[Start of Attachment]

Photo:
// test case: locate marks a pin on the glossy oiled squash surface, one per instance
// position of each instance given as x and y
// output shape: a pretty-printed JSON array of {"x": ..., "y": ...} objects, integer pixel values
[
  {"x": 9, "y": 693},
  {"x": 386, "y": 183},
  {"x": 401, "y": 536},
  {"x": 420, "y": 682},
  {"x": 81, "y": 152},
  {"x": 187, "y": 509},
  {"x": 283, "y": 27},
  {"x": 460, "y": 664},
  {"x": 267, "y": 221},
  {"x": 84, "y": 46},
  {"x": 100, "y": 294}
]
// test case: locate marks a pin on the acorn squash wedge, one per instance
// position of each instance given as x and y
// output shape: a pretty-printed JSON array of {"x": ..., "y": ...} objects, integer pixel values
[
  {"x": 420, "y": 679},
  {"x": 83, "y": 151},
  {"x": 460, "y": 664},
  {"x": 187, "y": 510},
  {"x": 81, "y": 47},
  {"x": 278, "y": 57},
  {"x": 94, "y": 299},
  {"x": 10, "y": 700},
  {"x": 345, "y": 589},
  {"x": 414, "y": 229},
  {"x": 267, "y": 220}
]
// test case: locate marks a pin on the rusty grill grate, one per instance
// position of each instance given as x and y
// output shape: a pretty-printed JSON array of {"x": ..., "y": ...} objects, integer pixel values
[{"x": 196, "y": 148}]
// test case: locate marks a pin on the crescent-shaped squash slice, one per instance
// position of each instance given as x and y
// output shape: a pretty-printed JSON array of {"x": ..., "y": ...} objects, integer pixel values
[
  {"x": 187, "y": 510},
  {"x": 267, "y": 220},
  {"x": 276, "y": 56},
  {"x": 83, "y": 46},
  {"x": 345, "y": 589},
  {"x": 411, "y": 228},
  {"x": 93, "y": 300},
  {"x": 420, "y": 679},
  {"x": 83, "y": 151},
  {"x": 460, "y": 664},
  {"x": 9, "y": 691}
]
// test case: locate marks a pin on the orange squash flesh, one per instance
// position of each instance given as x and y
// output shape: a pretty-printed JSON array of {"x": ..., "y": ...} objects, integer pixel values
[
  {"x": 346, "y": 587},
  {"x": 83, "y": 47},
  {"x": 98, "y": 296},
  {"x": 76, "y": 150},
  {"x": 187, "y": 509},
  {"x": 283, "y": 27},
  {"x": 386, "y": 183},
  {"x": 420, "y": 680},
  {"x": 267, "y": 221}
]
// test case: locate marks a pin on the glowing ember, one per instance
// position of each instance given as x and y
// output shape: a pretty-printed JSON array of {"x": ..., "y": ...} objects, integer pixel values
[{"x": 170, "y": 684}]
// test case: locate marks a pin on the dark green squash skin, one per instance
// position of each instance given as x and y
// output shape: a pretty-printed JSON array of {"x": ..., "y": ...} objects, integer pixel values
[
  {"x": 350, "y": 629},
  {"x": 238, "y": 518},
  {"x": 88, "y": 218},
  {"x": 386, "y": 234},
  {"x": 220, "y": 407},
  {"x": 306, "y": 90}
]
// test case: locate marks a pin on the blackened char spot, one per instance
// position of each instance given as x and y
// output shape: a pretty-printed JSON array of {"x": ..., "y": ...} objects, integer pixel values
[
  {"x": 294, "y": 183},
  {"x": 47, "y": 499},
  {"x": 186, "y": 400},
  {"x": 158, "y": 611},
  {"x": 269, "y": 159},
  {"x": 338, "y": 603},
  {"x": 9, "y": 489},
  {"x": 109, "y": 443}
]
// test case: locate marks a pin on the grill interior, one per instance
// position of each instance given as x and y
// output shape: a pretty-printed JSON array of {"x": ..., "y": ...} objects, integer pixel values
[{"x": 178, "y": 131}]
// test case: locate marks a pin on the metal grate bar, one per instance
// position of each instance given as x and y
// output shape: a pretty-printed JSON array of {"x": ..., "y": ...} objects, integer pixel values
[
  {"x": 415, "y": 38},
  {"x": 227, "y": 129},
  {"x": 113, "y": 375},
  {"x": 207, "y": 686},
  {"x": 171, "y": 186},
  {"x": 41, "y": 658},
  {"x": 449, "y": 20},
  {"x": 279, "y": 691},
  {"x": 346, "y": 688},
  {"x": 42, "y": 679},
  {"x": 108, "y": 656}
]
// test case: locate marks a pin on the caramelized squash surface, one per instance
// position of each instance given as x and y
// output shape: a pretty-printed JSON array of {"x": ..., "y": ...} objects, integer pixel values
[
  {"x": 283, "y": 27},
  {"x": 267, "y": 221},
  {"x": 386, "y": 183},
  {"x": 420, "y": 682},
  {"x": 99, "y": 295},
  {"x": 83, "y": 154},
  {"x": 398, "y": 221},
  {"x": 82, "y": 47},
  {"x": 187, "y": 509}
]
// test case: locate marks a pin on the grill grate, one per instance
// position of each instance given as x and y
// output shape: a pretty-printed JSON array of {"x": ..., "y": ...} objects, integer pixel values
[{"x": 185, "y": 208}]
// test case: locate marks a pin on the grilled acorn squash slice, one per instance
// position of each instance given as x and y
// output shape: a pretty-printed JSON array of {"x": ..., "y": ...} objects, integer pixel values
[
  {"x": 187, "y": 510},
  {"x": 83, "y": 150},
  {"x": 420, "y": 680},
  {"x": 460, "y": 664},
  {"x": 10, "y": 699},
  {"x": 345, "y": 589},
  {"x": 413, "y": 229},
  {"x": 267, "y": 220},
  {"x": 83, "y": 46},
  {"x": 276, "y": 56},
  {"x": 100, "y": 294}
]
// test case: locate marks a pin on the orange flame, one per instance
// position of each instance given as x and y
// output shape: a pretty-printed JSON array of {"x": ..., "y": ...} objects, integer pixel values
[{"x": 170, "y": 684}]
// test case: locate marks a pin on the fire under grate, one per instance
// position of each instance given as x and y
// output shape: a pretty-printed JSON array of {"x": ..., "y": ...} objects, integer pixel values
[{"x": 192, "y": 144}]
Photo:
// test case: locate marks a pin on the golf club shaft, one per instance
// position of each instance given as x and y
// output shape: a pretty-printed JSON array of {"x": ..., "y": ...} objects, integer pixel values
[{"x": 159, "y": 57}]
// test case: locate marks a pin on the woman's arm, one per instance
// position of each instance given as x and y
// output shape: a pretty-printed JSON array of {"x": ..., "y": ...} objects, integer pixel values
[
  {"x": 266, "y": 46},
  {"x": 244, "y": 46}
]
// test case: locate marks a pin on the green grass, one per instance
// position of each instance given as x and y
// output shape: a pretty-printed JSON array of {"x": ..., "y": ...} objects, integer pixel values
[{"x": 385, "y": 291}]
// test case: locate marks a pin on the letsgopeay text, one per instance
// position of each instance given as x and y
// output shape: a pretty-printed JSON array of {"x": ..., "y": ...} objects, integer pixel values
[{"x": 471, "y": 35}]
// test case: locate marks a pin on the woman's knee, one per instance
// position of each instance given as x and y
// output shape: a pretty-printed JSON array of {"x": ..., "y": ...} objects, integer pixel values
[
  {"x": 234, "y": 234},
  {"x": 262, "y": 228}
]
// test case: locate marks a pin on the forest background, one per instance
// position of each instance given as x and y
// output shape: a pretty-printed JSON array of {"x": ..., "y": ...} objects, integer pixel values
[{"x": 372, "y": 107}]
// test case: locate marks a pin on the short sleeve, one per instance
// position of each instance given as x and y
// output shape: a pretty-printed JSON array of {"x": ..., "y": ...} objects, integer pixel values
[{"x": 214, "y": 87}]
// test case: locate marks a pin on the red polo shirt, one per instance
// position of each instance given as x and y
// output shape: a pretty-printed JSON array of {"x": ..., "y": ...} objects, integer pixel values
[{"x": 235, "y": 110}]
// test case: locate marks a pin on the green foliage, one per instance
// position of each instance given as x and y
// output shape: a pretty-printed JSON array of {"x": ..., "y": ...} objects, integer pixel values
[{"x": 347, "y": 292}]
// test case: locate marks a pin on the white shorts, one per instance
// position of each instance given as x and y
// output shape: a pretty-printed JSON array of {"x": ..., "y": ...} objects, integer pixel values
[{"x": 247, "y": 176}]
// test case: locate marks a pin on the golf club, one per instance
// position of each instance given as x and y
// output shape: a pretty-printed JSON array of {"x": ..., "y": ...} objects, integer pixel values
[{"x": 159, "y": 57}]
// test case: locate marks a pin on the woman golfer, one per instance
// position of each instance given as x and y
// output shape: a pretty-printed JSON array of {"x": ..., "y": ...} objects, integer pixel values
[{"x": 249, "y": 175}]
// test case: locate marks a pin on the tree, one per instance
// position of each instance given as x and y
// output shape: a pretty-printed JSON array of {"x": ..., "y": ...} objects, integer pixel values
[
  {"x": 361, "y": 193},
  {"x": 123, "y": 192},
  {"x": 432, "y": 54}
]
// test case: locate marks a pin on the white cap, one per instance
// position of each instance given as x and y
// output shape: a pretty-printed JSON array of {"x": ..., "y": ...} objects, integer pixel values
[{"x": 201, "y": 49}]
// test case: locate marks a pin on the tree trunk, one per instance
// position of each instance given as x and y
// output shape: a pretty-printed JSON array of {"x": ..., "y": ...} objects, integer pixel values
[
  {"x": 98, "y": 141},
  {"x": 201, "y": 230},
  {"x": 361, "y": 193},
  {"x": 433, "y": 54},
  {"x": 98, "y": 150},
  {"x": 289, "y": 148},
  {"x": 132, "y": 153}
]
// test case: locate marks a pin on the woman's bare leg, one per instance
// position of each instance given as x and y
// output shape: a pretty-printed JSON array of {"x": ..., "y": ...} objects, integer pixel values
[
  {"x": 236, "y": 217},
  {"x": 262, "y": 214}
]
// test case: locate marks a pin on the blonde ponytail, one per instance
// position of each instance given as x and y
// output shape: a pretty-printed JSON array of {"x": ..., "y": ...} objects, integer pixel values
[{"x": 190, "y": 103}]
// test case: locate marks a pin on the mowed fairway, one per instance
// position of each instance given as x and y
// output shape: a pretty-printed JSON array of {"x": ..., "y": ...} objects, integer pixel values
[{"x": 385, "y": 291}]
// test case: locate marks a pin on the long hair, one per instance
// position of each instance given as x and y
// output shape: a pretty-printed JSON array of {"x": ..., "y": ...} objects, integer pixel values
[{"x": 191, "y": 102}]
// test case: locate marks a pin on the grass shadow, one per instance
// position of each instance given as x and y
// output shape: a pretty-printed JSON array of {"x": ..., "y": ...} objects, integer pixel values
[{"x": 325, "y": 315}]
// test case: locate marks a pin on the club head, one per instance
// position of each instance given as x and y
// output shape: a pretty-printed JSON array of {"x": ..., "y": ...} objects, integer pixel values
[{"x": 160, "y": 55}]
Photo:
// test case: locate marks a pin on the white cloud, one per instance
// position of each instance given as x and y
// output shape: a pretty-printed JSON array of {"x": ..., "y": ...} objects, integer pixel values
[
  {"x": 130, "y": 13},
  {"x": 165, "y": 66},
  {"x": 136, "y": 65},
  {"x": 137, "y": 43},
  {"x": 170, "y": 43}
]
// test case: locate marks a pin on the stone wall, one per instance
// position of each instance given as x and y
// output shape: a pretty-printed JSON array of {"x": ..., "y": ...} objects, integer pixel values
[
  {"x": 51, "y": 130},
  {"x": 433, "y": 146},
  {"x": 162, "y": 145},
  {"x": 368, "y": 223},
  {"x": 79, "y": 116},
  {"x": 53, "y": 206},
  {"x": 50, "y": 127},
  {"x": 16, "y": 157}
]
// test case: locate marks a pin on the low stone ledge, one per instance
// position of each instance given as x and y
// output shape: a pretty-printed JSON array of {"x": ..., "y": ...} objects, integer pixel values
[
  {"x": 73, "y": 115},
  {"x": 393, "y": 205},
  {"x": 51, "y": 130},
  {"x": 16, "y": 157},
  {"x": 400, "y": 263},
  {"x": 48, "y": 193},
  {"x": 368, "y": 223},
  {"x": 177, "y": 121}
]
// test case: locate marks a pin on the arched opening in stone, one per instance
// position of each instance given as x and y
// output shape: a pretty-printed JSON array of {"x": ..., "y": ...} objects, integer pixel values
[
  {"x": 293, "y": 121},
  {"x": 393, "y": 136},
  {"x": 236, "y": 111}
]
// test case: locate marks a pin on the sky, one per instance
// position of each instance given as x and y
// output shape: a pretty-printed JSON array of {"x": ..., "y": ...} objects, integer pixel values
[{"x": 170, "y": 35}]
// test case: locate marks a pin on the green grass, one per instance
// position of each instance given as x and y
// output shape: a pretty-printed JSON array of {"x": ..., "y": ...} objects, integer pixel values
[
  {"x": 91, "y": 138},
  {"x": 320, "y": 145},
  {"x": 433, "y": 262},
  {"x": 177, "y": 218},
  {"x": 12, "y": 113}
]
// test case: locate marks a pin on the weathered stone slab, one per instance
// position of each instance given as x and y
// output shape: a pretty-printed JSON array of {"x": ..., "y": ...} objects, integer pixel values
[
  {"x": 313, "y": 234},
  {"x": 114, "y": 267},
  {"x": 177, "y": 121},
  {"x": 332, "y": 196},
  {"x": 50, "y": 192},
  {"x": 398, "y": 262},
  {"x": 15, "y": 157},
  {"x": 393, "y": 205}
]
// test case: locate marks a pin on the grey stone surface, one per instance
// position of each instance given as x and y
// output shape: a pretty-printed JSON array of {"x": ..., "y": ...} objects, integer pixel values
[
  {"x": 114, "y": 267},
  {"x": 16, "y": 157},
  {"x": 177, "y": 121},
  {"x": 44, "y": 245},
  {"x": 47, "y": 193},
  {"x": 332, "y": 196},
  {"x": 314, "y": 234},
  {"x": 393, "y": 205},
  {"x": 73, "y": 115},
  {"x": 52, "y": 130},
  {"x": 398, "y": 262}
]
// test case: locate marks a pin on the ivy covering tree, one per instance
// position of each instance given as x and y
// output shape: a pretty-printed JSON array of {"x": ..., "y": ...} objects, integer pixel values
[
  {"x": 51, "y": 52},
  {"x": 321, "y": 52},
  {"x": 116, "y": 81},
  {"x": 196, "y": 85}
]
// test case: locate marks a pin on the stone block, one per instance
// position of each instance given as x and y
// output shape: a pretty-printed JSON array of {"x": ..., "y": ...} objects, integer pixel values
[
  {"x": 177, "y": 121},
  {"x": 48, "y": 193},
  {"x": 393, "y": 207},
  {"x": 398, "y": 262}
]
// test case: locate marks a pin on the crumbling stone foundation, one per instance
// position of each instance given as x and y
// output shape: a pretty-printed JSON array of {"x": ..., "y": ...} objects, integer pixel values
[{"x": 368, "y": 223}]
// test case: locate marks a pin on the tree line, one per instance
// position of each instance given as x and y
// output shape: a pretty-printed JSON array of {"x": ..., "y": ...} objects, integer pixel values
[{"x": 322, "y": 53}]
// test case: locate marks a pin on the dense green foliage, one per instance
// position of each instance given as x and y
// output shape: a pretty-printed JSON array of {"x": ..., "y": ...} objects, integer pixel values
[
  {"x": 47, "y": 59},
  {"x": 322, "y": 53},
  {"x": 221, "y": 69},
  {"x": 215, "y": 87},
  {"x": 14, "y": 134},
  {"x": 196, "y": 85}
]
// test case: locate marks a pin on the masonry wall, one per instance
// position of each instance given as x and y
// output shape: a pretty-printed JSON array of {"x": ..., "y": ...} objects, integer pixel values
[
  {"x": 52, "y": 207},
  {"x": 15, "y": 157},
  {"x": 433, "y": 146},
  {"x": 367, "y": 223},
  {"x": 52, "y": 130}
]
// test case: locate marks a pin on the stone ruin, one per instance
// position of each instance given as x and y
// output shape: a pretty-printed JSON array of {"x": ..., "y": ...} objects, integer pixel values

[End of Attachment]

PROBLEM DETAILS
Within the entries, count the lines that contain the word "wall". Give that number and no more.

RESULT FOR THIS TASK
2